Tiers propriétaire d’un bien susceptible de confiscation : Sans informer, tu ne saisiras point

Dès 2016, la Garde des Sceaux de l’époque, Christian TAUBIRA, affirmait l’importance des saisies pénales dans l’arsenal juridique.

L’intérêt actuel pour ce procédé s’explique par le fait qu’il permet une peine patrimoniale privant l’auteur du produit de son infraction et, ainsi, d’une propriété́ considérée comme étant plus frauduleuse que légitime.

Mais parfois la confiscation ne touche pas que l’auteur du bien confisqué, mais aussi un tiers propriétaire dudit bien et qui n’est l’auteur d’aucune infraction.

« A une époque où la part de l’argent sale dans la richesse mondiale atteint des niveaux records et place les systèmes économiques eux-mêmes devant de redoutables contradictions, la mission impérieuse qui incombe à la Justice est de relever le défi de la lutte contre la délinquance acquisitive, celle qui rapporte chaque jour des fortunes aux organisations criminelles et appauvrit les États, les privant d’assurer à leurs citoyens le meilleur niveau possible de services publics. Il revient à la puissance publique de donner à l’institution judiciaire les moyens de mener à bien cette mission. Les saisies et confiscations, dont le régime juridique a considérablement évolué ces dernières années, constituent un outil majeur au service de cette œuvre de salubrité publique »[1].

En 2016, déjà, Christiane TAUBIRA, alors Garde des Sceaux, affirmait l’importance des saisies pénales dans l’arsenal juridique. La confiscation apparaît effectivement comme un procédé « à la mode »[2] car elle permet une peine patrimoniale privant l’auteur du produit de son infraction et, ainsi, d’une propriété considérée comme étant plus frauduleuse que légitime.

Mais parfois la confiscation ne touche pas que l’auteur du bien confisqué, mais aussi un tiers propriétaire dudit bien et qui n’est l’auteur d’aucune infraction.

Pendant longtemps, aucune disposition ne permettait à ce tiers malheureux de présenter des observations devant la juridiction envisageant la confiscation de son bien. 

Par deux décisions du 23 septembre 2021 et du 24 novembre 2021, le Conseil constitutionnel est venu souligner cette situation problématique et a renforcé le droit des tiers de bonne foi lors du prononcé des peines complémentaires de confiscations[3].

Ce faisant, le Conseil constitutionnel a censuré, avec effet différé au 31 décembre 2021, une majeure partie de l’article 131-21 du Code pénal.

Le 22 décembre 2021, la loi n°2021-1729 du 22 décembre 2021, modifiait l’article 131-21 du Code pénal.
━━━━━━━━
* **EXERCICES**
- 1) Condensez en une phrase plus courte le paragraphe de l'extrait qui commence par « Par deux décisions du 23 septembre 2021 », sans perdre ses faits essentiels.
- 2) Veuillez reproduire fidèlement le passage de l'extrait qui débute par « Ce faisant, le » et se termine par « modifiait l’article 131-21 du Code pénal. ».
Seul l'extrait sert de référence.

* **LISTE FOURNIE**
━━━━━━━━
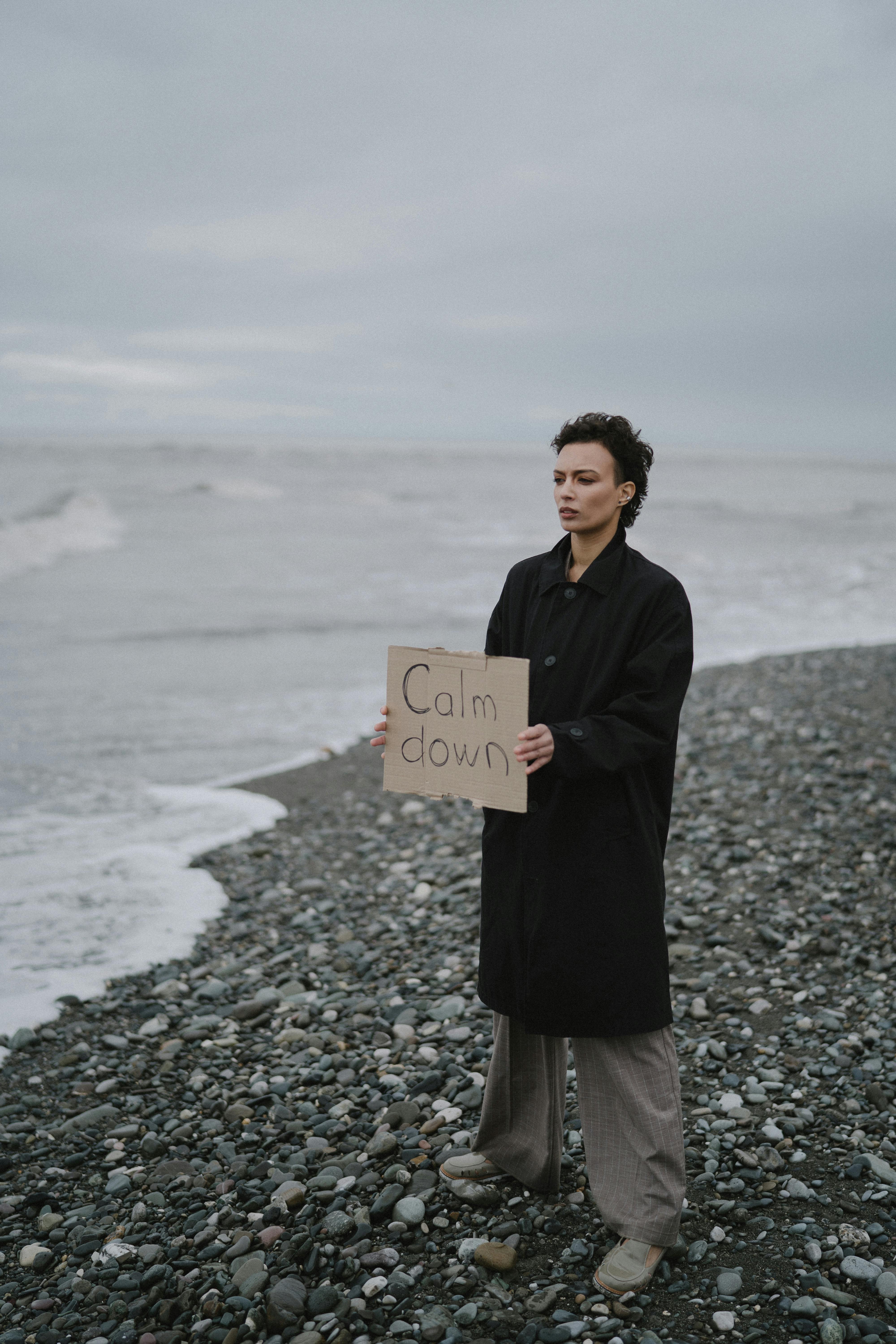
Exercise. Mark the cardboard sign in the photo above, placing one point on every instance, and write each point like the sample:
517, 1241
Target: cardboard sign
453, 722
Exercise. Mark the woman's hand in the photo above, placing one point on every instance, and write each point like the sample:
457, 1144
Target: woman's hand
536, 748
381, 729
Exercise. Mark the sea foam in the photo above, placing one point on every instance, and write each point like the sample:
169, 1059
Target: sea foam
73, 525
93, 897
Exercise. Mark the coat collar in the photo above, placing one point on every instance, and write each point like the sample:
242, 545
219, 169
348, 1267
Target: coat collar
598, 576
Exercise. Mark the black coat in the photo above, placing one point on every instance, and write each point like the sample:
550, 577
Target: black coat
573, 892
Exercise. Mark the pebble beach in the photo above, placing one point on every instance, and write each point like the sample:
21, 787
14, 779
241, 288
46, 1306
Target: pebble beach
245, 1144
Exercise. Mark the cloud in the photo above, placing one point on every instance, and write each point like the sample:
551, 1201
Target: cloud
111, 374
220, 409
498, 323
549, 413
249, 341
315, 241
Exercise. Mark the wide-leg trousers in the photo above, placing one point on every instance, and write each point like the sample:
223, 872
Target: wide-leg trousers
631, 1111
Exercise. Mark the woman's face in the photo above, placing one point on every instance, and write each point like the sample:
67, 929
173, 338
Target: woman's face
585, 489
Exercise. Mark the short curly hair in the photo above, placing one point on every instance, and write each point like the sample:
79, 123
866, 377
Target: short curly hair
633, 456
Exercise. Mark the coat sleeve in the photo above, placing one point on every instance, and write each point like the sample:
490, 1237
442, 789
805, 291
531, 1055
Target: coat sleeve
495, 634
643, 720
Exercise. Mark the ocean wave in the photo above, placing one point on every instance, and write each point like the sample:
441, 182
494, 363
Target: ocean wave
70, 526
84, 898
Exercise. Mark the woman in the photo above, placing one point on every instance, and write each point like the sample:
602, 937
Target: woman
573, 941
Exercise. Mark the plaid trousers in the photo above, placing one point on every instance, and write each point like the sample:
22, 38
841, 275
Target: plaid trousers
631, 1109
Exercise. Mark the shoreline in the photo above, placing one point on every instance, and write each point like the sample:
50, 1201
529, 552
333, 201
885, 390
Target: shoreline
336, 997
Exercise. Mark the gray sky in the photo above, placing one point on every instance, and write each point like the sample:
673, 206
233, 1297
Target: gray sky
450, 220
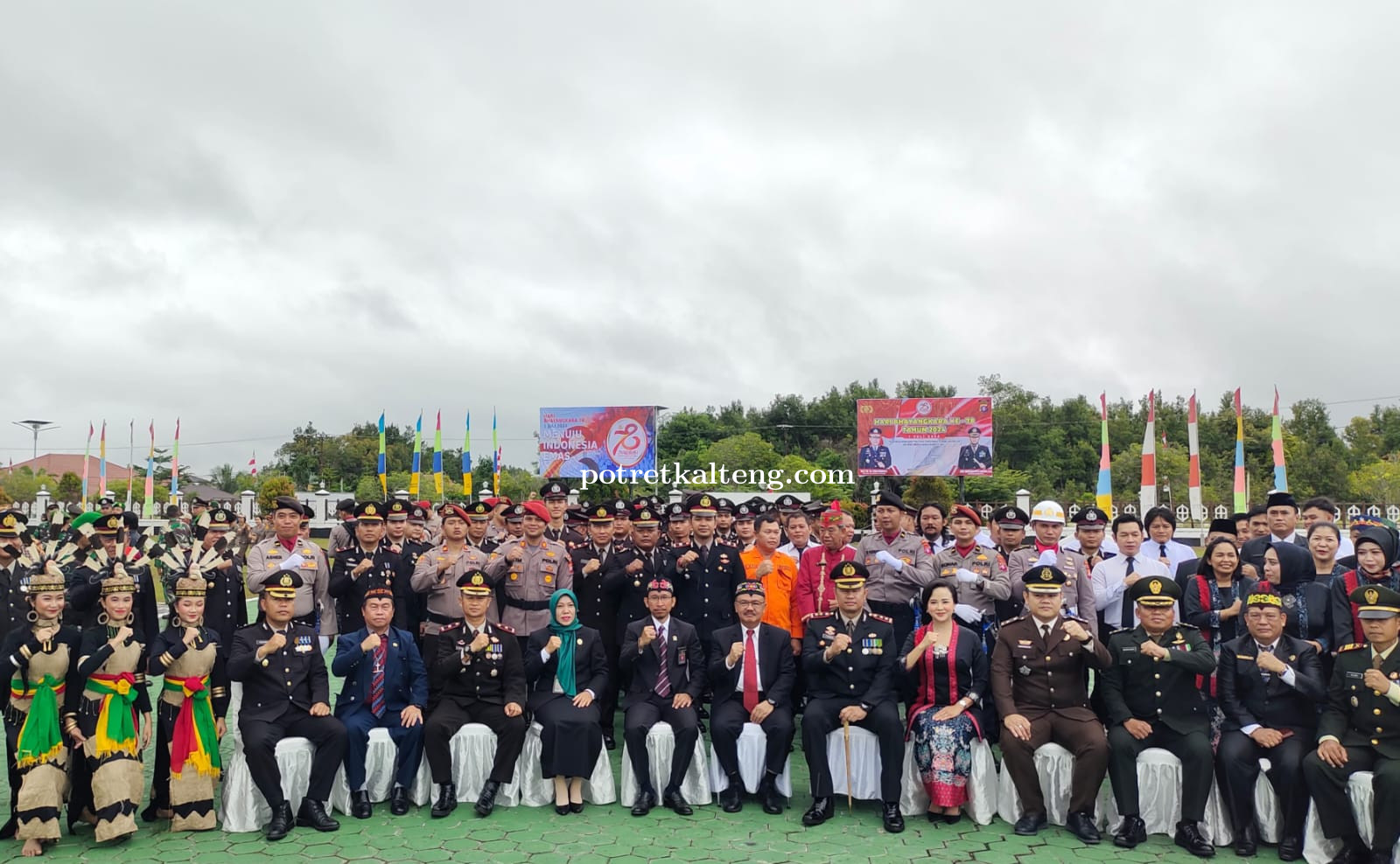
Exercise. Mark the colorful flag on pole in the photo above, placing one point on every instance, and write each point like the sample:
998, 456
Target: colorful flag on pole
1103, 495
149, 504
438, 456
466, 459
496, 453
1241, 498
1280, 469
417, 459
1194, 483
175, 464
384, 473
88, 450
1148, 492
━━━━━━━━
* **CORRIGÉS**
- 1) Dans deux décisions des 23 septembre et 24 novembre 2021, le Conseil constitutionnel a pointé cette situation problématique et renforcé les droits des tiers de bonne foi face aux peines complémentaires de confiscation.

- 2)
Ce faisant, le Conseil constitutionnel a censuré, avec effet différé au 31 décembre 2021, une majeure partie de l’article 131-21 du Code pénal.

Le 22 décembre 2021, la loi n°2021-1729 du 22 décembre 2021, modifiait l’article 131-21 du Code pénal.